- BAGIAN TEKS:
....
Sabtu, 02 November 2013

Perspektif Hindu dalam Tari Bali dan Tari Pendet

Kesenian dalam perspektif Hindu di Bali yang universal identik dengan kehidupan religi masyarakatnya sehingga mempunyai kedudukan yang sangat mendasar. Para penganutnya dapat mengekspresikan keyakinan terhadap Hyang Maha Kuasa. Maka banyak muncul kesenian yang dikaitkan dengan pemujaan tertentu atau sebagai pelengkap pemujaan tersebut.
Upacara di Pura-Pura (tempat suci) tidak lepas dari seni suara, tari, karawitan, seni lukis, seni rupa dan sastra. Candi-candi, Pura-Pura, dibangun sedemikian rupa sebagai ungkapan rasa estetika, etika dan sikap religius dari penganut Hindu di Bali. Pregina (penari) dalam semangat ngayah (bekerja tanpa pamrih) mempersembahkan tarian sebagai wujud bhakti kepada Ida Sang Hyang Widi Wasa (Tuhan Yang Maha Esa), bhakti dan pengabdian sebagai wujud kerinduan ingin bertemu dengan sumber seni itu sendiri.
Para seniman pun ingin menyatu dengan seni karena sesungguhnya setiap insan di dunia ini adalah percikan seni. Selain itu juga berkembang pertunjukkan seni yang bersifat menghibur. Maka di Bali, berdasarkan sifatnya seni digolongkan menjadi seni wali yang disakralkan dan seni yang tidak sakral (disebut profan) yang berfungsi sebagai tontonan atau hiburan saja.
Pada seni tari, tari sakral atau wali adalah tari yang dipentaskan dalam rangka suatu karya atau yadnya atau rangkaian ritual tertentu, dan tarian tersebut biasanya disucikan. Kesuciannya tampak pada peralatan yang digunakan, misalnya pada tari Pendet ada canang sari (sesajian janur dan bunga yang disusun rapi), pasepan (perapian), dan tetabuhan. Pada tari Rejang pada gelungannya serta benang penuntun yang dililitkan pada tubuh penari (khusus Rejang Renteng). Topeng Sidakarya pada bentuk tapel (topeng), kekereb (tutup…), dan beras sekar ura (bunga yang dipotong kecil-kecil untuk ditaburkan). Semuanya tidak boleh digunakan sembarangan. Kesakralan juga ada pada si penari itu sendiri, misalnya seorang penari Rejang atau penari Sang Hyang harus menampilkan penari yang masih muda, belum pernah kawin, dan belum haid. Atau penarinya harus melakukan pewintenan (upacara
penyucian diri) dulu sebelum menarikan tarian sakral.
....
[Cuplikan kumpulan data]
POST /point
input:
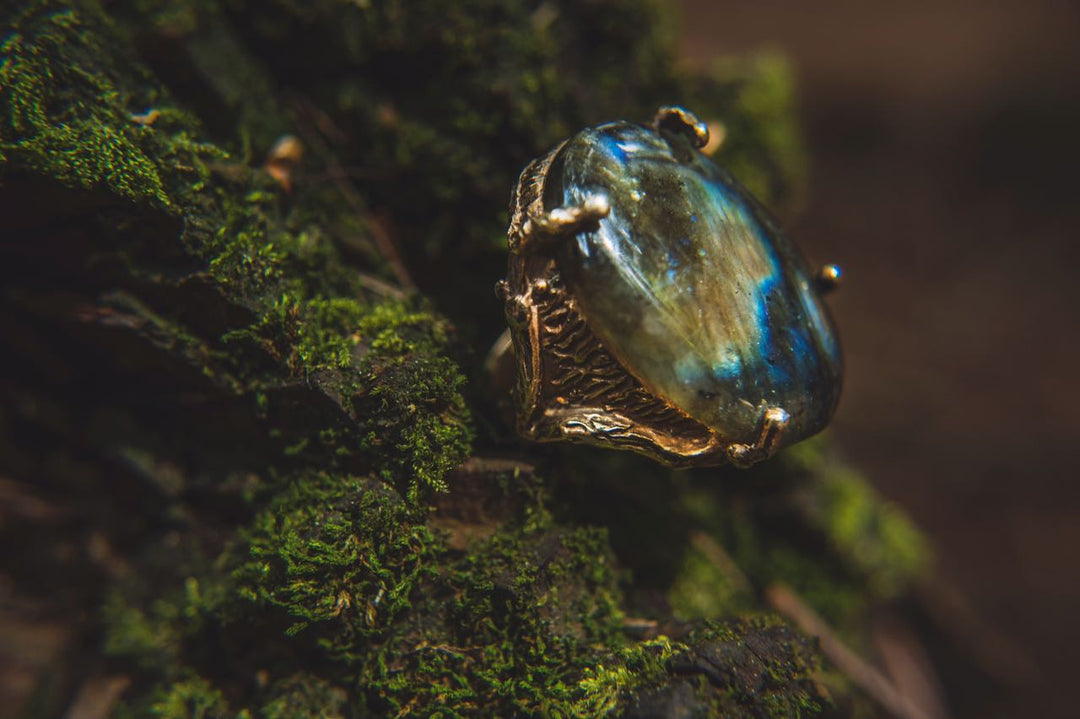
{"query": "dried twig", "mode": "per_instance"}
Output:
(310, 121)
(859, 670)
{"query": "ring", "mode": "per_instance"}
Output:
(653, 306)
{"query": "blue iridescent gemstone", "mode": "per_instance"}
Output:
(691, 286)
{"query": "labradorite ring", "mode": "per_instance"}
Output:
(653, 304)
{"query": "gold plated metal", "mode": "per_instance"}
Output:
(828, 279)
(568, 385)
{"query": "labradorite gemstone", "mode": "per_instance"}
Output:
(689, 284)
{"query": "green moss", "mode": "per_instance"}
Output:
(334, 563)
(702, 589)
(873, 536)
(71, 112)
(758, 667)
(338, 551)
(192, 699)
(305, 696)
(608, 686)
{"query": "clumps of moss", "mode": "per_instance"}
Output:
(619, 678)
(73, 114)
(871, 534)
(526, 622)
(755, 667)
(341, 554)
(763, 145)
(306, 696)
(193, 697)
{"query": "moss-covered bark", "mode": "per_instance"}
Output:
(254, 444)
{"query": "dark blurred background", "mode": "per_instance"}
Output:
(944, 146)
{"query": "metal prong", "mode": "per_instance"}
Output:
(773, 423)
(827, 279)
(678, 120)
(564, 221)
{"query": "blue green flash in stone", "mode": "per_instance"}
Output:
(689, 284)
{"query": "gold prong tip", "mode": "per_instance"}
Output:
(597, 205)
(828, 277)
(677, 119)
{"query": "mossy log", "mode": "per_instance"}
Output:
(248, 470)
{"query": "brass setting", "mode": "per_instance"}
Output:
(568, 387)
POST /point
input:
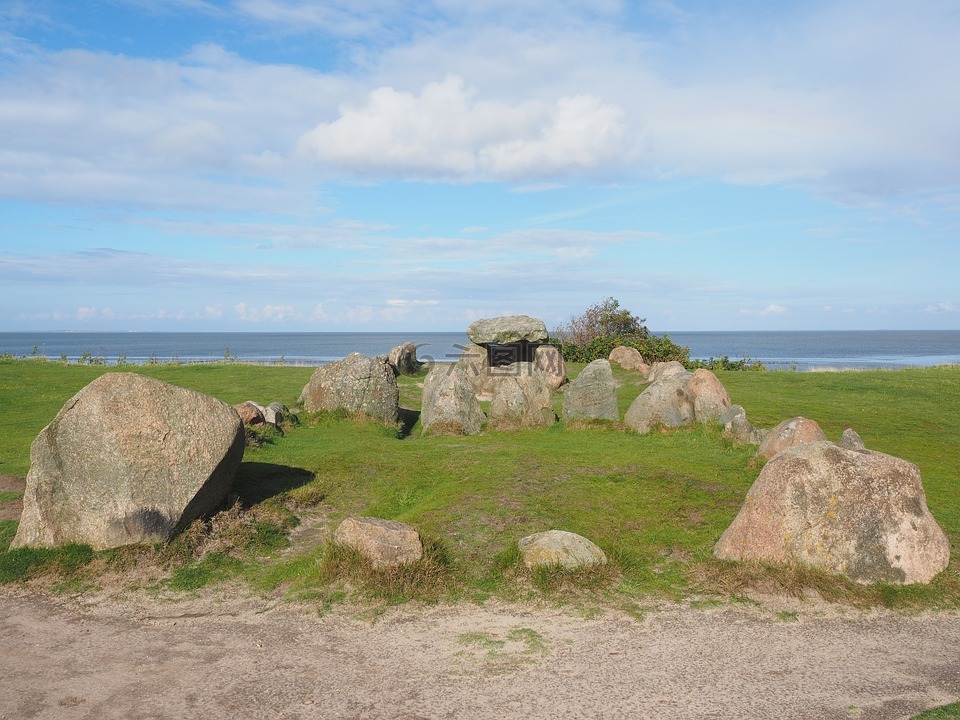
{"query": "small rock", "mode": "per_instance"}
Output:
(790, 433)
(558, 547)
(385, 542)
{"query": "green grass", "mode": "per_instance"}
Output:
(946, 712)
(654, 503)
....
- TUGAS: Tuliskan kembali persis bagian teks tentang tari Bali, dari "Perspektif Hindu dalam" sampai "pelengkap pemujaan tersebut.". Butir-butir tersebut tidak ada kaitannya dengan tugas ini.

- JAWABAN:
Perspektif Hindu dalam Tari Bali dan Tari Pendet

Kesenian dalam perspektif Hindu di Bali yang universal identik dengan kehidupan religi masyarakatnya sehingga mempunyai kedudukan yang sangat mendasar. Para penganutnya dapat mengekspresikan keyakinan terhadap Hyang Maha Kuasa. Maka banyak muncul kesenian yang dikaitkan dengan pemujaan tertentu atau sebagai pelengkap pemujaan tersebut.